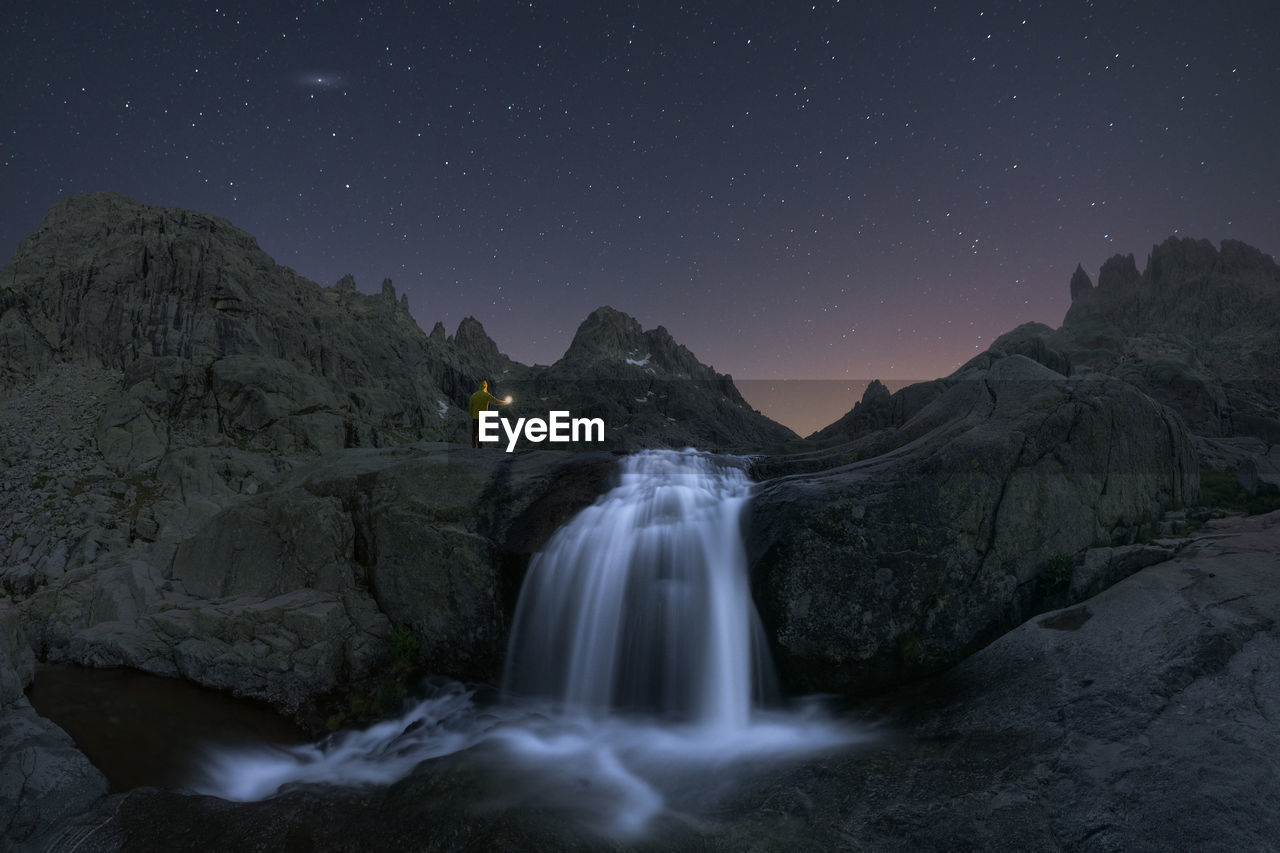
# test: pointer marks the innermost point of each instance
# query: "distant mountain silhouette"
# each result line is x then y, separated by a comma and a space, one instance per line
215, 342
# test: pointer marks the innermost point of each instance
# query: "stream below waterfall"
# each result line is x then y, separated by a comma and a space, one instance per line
636, 670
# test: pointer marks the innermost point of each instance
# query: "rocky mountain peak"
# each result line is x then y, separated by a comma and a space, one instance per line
1188, 288
1080, 282
474, 342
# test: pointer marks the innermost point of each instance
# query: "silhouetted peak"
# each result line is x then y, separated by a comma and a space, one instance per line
606, 332
876, 392
1080, 282
1118, 272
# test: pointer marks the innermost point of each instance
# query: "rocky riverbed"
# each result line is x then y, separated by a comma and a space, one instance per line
1141, 719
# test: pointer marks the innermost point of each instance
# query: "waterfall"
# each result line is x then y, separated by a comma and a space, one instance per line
636, 625
640, 603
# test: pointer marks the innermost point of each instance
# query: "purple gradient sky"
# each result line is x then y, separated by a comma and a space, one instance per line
796, 191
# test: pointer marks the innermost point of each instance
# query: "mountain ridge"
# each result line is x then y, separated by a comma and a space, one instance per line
214, 337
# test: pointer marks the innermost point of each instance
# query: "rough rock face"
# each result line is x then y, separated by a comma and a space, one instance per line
954, 527
1066, 733
1196, 329
218, 343
649, 391
215, 341
289, 593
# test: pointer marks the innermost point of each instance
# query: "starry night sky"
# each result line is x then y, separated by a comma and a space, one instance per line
808, 191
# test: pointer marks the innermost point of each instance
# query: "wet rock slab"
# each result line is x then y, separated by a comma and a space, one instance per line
1139, 720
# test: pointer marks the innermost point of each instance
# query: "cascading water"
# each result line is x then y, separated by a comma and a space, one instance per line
636, 667
641, 603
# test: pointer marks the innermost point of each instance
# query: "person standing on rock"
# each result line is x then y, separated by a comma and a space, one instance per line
480, 401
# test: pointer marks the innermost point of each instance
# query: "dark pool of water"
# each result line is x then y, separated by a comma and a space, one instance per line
142, 729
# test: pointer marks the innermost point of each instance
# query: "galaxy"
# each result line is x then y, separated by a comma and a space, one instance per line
835, 191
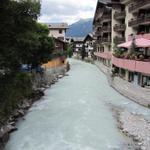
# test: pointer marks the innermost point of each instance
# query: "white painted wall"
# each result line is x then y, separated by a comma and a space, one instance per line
55, 33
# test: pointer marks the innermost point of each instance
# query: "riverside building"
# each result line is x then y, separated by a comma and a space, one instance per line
119, 21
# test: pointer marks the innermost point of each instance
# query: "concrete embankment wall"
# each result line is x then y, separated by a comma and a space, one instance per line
40, 83
136, 93
57, 62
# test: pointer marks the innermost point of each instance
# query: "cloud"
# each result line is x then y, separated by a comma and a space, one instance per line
66, 10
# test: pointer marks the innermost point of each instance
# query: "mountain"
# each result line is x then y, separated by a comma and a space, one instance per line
80, 28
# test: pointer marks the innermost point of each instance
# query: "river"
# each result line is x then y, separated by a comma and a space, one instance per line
74, 115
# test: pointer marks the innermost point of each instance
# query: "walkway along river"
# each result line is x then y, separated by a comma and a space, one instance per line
75, 114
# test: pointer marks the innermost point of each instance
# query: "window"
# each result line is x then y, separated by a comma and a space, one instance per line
60, 31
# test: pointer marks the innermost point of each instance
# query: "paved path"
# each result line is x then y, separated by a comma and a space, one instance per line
136, 93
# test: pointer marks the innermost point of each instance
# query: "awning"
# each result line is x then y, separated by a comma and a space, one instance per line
141, 42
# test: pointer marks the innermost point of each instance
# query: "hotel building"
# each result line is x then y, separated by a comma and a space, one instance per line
119, 21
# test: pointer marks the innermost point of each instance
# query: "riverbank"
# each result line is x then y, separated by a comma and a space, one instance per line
132, 125
138, 94
41, 82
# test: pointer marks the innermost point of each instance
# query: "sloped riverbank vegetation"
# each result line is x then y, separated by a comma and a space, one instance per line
23, 42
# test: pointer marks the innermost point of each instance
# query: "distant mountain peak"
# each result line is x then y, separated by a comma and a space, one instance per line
80, 28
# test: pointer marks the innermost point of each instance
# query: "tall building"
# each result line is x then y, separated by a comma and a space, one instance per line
127, 20
58, 30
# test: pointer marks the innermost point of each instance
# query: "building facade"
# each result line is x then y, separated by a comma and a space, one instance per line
89, 44
58, 30
128, 20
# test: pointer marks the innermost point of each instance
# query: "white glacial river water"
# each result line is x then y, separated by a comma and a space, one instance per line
74, 115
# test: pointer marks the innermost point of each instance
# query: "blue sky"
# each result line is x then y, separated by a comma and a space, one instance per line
66, 10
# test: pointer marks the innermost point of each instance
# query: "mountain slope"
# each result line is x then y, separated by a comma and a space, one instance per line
80, 28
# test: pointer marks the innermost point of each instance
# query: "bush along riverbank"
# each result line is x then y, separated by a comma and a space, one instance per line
20, 94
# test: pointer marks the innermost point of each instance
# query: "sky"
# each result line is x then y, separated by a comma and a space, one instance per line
68, 11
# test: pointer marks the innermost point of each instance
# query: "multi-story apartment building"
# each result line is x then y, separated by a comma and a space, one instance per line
88, 43
58, 30
130, 19
102, 30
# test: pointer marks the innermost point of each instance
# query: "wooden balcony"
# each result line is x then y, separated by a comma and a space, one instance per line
119, 15
98, 33
132, 65
120, 39
106, 29
119, 28
106, 40
140, 21
146, 36
98, 24
139, 5
106, 18
105, 55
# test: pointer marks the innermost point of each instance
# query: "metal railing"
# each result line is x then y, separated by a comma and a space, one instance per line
138, 4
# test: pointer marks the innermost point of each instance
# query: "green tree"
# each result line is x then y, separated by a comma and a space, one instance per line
70, 50
83, 52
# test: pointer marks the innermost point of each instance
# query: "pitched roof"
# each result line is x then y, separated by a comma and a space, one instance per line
57, 25
78, 39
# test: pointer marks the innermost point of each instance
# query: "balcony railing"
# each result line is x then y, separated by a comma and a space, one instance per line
140, 21
119, 15
106, 39
138, 4
106, 29
98, 33
146, 36
105, 55
120, 39
132, 65
106, 18
119, 28
98, 24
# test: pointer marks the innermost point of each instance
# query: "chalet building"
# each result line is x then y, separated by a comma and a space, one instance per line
89, 44
58, 30
128, 22
60, 46
78, 44
102, 30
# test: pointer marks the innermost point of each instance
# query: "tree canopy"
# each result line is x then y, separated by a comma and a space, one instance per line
22, 39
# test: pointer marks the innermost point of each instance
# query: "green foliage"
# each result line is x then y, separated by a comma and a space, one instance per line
83, 52
14, 88
70, 51
22, 41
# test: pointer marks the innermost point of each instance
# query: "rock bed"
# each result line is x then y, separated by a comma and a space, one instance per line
136, 127
10, 125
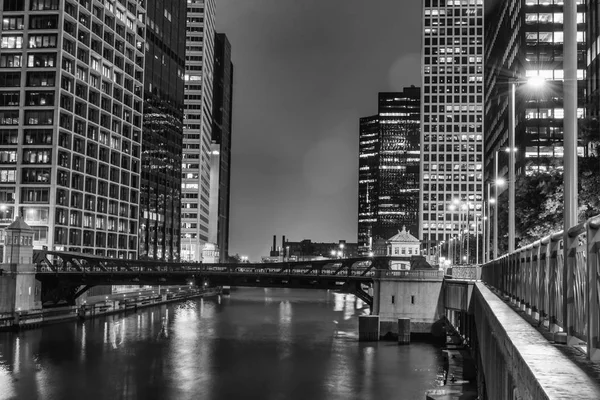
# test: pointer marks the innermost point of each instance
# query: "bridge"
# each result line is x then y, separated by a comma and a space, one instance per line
66, 276
59, 277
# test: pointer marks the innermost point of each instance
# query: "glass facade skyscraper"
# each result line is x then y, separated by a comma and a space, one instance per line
388, 186
160, 207
71, 87
452, 124
524, 38
221, 138
197, 141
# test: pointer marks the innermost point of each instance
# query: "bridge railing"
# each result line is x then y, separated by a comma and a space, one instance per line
566, 294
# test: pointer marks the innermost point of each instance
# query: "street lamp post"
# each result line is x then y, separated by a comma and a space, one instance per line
468, 231
511, 166
570, 154
512, 149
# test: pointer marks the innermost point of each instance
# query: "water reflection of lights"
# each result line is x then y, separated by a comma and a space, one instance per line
285, 331
83, 334
369, 366
268, 295
338, 304
17, 356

• [WHAT TO DO]:
A single number is the whole answer: how many lines in the listing contain "building"?

• [RESPONSE]:
6